▸ **Work to complete**
Set down the data below once more, precisely as it reads.
Segment Start: Data extract
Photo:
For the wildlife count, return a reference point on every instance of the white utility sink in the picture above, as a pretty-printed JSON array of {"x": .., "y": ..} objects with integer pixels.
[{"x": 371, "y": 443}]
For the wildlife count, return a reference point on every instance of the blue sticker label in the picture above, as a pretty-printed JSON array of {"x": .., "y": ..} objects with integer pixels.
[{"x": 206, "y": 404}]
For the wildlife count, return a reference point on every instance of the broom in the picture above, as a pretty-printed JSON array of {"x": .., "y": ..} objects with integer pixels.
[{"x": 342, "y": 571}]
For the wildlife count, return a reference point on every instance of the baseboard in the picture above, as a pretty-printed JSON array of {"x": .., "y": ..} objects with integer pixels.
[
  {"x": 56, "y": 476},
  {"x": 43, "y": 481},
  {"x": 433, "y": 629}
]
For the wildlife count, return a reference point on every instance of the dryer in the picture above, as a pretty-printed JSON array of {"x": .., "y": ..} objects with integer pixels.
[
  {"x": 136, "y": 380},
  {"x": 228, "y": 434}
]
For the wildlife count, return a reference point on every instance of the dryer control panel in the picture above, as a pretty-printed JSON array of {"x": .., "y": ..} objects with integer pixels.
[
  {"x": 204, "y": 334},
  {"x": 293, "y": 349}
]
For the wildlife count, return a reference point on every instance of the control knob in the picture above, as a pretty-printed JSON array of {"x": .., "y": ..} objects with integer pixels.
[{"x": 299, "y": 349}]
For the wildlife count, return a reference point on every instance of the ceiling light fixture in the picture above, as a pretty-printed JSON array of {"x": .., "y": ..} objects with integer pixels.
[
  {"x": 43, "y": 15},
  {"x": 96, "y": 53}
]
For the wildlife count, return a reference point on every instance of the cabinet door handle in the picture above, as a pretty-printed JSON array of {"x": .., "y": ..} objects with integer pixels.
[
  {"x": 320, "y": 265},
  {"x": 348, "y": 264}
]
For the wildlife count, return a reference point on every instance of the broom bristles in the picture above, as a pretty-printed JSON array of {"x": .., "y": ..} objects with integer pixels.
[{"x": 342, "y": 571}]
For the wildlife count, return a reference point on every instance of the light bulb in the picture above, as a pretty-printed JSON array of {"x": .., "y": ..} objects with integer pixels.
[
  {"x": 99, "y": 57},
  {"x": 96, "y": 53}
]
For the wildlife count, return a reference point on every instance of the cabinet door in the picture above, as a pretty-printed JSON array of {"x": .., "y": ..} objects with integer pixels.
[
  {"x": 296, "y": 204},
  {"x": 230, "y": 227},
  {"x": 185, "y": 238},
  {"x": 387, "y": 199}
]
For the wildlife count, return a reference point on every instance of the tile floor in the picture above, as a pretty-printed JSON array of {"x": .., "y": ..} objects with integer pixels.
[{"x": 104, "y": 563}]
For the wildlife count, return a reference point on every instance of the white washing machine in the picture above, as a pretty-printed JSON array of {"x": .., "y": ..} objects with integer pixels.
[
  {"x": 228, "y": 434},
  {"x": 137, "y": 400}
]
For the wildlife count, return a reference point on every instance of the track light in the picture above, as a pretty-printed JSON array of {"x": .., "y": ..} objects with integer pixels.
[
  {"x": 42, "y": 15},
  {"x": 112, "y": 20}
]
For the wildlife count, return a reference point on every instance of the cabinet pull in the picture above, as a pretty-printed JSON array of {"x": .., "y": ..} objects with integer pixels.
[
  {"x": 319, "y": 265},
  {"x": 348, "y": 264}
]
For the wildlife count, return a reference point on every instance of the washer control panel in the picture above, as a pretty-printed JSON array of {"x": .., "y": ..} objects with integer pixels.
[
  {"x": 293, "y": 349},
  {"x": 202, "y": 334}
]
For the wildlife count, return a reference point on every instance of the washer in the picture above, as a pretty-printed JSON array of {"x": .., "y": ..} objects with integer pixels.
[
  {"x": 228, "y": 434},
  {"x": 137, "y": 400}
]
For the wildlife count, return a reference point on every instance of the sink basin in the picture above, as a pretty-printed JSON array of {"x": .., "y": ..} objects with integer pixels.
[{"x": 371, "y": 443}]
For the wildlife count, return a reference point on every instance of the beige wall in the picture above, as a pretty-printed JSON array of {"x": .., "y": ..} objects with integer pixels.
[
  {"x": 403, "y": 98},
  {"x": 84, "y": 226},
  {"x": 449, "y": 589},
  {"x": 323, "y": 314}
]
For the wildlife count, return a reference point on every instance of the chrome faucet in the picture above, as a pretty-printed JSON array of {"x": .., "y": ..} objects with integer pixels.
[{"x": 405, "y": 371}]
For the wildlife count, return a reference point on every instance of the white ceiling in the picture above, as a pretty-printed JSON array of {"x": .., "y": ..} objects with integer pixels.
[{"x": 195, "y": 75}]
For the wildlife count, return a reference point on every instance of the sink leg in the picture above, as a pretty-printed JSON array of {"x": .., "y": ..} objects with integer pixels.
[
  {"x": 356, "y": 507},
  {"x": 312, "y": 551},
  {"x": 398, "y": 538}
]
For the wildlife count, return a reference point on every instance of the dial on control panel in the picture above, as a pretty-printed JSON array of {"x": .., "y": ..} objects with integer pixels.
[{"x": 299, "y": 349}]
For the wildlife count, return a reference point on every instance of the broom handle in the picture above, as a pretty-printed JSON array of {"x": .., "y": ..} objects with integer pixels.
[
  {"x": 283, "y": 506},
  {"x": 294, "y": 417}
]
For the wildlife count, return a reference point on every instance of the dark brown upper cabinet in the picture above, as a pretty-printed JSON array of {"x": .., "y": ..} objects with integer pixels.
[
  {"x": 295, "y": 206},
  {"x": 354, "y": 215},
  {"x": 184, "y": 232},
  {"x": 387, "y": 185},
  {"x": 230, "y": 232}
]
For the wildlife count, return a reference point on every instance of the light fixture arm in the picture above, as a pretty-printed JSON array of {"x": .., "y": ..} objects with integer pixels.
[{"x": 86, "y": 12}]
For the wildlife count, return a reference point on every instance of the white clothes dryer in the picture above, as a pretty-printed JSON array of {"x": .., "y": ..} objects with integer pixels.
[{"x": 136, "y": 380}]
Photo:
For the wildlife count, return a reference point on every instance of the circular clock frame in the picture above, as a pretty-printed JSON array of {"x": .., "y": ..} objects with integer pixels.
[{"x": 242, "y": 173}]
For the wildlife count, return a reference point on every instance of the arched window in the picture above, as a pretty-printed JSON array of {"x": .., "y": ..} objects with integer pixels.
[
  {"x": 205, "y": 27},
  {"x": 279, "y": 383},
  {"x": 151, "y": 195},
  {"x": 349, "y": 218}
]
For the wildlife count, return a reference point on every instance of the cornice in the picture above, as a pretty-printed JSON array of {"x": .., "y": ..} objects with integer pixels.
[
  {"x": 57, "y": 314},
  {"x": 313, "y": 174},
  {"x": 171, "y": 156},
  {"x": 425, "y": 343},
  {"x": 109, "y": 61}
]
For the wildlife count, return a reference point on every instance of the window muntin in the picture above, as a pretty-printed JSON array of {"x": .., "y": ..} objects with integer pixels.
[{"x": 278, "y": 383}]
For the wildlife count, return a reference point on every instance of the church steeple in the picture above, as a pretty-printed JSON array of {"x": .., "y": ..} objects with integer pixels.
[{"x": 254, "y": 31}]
Segment End: Data extract
▸ **Exercise output**
Photo:
For the wildlife count, return a reference point on every instance of the white utility sink in the picture above, as a pretty-printed JSON array of {"x": .., "y": ..} objects with integer pixels.
[{"x": 371, "y": 443}]
For the wildlife count, return a reference point on every instance of the blue sticker label in the picture above, as a pretty-printed JSON array of {"x": .., "y": ..} objects with integer pixels.
[{"x": 206, "y": 404}]
For the wildlife count, return a reference point on every instance of the broom in the picture above, as a pretty-printed JSON array of {"x": .., "y": ..} objects with integer pixels.
[{"x": 342, "y": 571}]
For the wildlife count, return a reference point on every instance of the baseboard in the picture above, as a pretty-printed JSON array of {"x": .., "y": ..} objects with integer pixels.
[
  {"x": 56, "y": 476},
  {"x": 43, "y": 481},
  {"x": 433, "y": 629}
]
For the wildlife count, return a reference point on every instance of the dryer in the picture above, as a pretty-printed JSON array of {"x": .., "y": ..} objects with integer pixels.
[
  {"x": 136, "y": 380},
  {"x": 228, "y": 434}
]
For the wildlife count, return a reference point on every instance of the dryer control panel in the picture above, as a pretty-printed JSON array of {"x": .., "y": ..} objects with integer pixels.
[
  {"x": 204, "y": 334},
  {"x": 293, "y": 349}
]
For the wildlife count, return a reference point on every instance of the control knob in the picture above, as a pretty-printed JSON array of {"x": .., "y": ..} objects with integer pixels.
[{"x": 299, "y": 349}]
For the wildlife count, return a reference point on every instance of the ceiling light fixture in the picture above, as a pretty-printed JSON array of {"x": .., "y": ..} objects with integer pixels.
[
  {"x": 43, "y": 15},
  {"x": 96, "y": 53}
]
For the wildlife count, return a reference point on every instance of the cabinet door handle in the picture above, as a pretty-printed JSON array of {"x": .., "y": ..} objects with integer pixels.
[
  {"x": 320, "y": 265},
  {"x": 348, "y": 264}
]
For the wildlife count, return a reference point on every instance of the broom bristles in the picture above, as a pretty-printed JSON array of {"x": .., "y": ..} objects with integer pixels.
[{"x": 342, "y": 571}]
For the wildlife count, return a reference point on every instance of the light bulb in the picture above, as a pretty-printed JSON array of {"x": .., "y": ..} objects with integer pixels.
[
  {"x": 99, "y": 57},
  {"x": 96, "y": 53}
]
For the wildlife count, return a reference point on every instance of the cabinet door in the picture above, as a pretty-printed JSON array of {"x": .., "y": ..} objects with integer pixels.
[
  {"x": 296, "y": 204},
  {"x": 230, "y": 227},
  {"x": 185, "y": 238},
  {"x": 387, "y": 199}
]
For the wildlife count, return a reference point on every instance of the tile floor in the picture above, as a pretty-printed JSON array of {"x": .., "y": ..} objects with integer pixels.
[{"x": 104, "y": 563}]
For the wildlife count, return a reference point on every instance of the white washing machine in the picture above, as a pretty-printed JSON array of {"x": .., "y": ..} objects with integer pixels.
[
  {"x": 228, "y": 434},
  {"x": 137, "y": 400}
]
For the wildlife count, return a reference point on every instance of the track light in the picture above, as a pretty-printed JSON array of {"x": .., "y": ..} objects with integer pixels.
[
  {"x": 42, "y": 15},
  {"x": 112, "y": 20}
]
For the wildlife count, return a reference point on every instance of the cabinet pull in the picture above, as a pretty-printed JSON array of {"x": .., "y": ..} objects with integer pixels.
[
  {"x": 319, "y": 265},
  {"x": 348, "y": 264}
]
For the wildlife count, return a reference point on every instance of the washer control panel in the picture above, as a pretty-printed JSON array of {"x": .., "y": ..} objects with integer pixels.
[
  {"x": 293, "y": 349},
  {"x": 202, "y": 334}
]
For the wildlife count, return a reference point on every instance of the washer in the picture above, as a pretty-printed JSON array of {"x": .., "y": ..} objects with integer pixels.
[
  {"x": 228, "y": 434},
  {"x": 137, "y": 400}
]
For the wildlife count, return a reference point on every instance of the sink basin in the picture above, as a pretty-printed JSON array of {"x": .., "y": ..} objects with integer pixels.
[{"x": 371, "y": 443}]
For the wildlife count, return a reference point on every instance of the beige wall in the picture above, as a pretty-printed JSON array of {"x": .., "y": ..} objects with integer pixels.
[
  {"x": 403, "y": 98},
  {"x": 84, "y": 226},
  {"x": 449, "y": 589},
  {"x": 323, "y": 314}
]
For the wildlife count, return a reference point on every instance of the chrome faucet in the picture above, as a pretty-printed JSON array of {"x": .., "y": ..} objects with integer pixels.
[{"x": 405, "y": 371}]
For the wildlife count, return a reference point on every instance of the white ceiling in the picture above, as a pretty-printed JSON array of {"x": .., "y": ..} objects with integer pixels.
[{"x": 195, "y": 75}]
For the wildlife count, return a reference point on every instance of the sink leg in the picture above, as a pretty-printed JSON array of {"x": .., "y": ..} objects with integer pixels.
[
  {"x": 356, "y": 507},
  {"x": 312, "y": 551},
  {"x": 398, "y": 538}
]
For the wildlife count, return a reference point on every instance of the dial on control panel in the picture above, as a pretty-printed JSON array of {"x": .., "y": ..} objects with integer pixels.
[{"x": 299, "y": 349}]
For the wildlife count, return a reference point on every instance of the broom handle in the picture above, as a pretty-printed JSON array of {"x": .., "y": ..} objects with integer pixels.
[
  {"x": 283, "y": 506},
  {"x": 294, "y": 417}
]
For the wildlife count, return a reference point on every instance of the dark brown upper cabinet in the picture above, as a pretty-printed JSON array of {"x": .., "y": ..} objects with integer pixels.
[
  {"x": 295, "y": 206},
  {"x": 354, "y": 215},
  {"x": 184, "y": 232},
  {"x": 387, "y": 185},
  {"x": 230, "y": 232}
]
For the wildlife count, return a reference point on every instance of the light fixture arm in the picture above, as a pretty-printed JSON array of {"x": .., "y": ..} objects with integer pixels.
[{"x": 86, "y": 12}]
For the wildlife count, return a reference point on every instance of the white clothes dryer in the picture above, as a pretty-printed JSON array of {"x": .., "y": ..} objects with integer pixels.
[{"x": 136, "y": 380}]
Photo:
For the wildlife count, return a reference point on every instance of the circular clock frame in the picture above, as a pretty-printed JSON array of {"x": .., "y": ..} objects with integer pixels.
[{"x": 242, "y": 173}]
For the wildlife count, return a reference point on every instance of the arched window in the picture above, as a pretty-printed JSON array of {"x": .., "y": ..} objects with integer pixels.
[
  {"x": 205, "y": 27},
  {"x": 279, "y": 383},
  {"x": 151, "y": 195},
  {"x": 349, "y": 218}
]
For the wildlife count, return a reference point on every instance of the cornice in the picture above, as a pretty-printed JSON array of {"x": .., "y": ..} objects with integer pixels.
[
  {"x": 57, "y": 314},
  {"x": 313, "y": 174},
  {"x": 171, "y": 156},
  {"x": 425, "y": 343},
  {"x": 109, "y": 61}
]
For the wildlife count, return a reference point on every instance of the window muntin in the picture above, as a pretty-printed JSON array of {"x": .., "y": ..} objects with integer pixels.
[{"x": 278, "y": 383}]
For the wildlife count, return a reference point on every instance of the church steeple in the picture above, as a pretty-printed JSON array of {"x": .., "y": ..} objects with integer pixels.
[{"x": 254, "y": 31}]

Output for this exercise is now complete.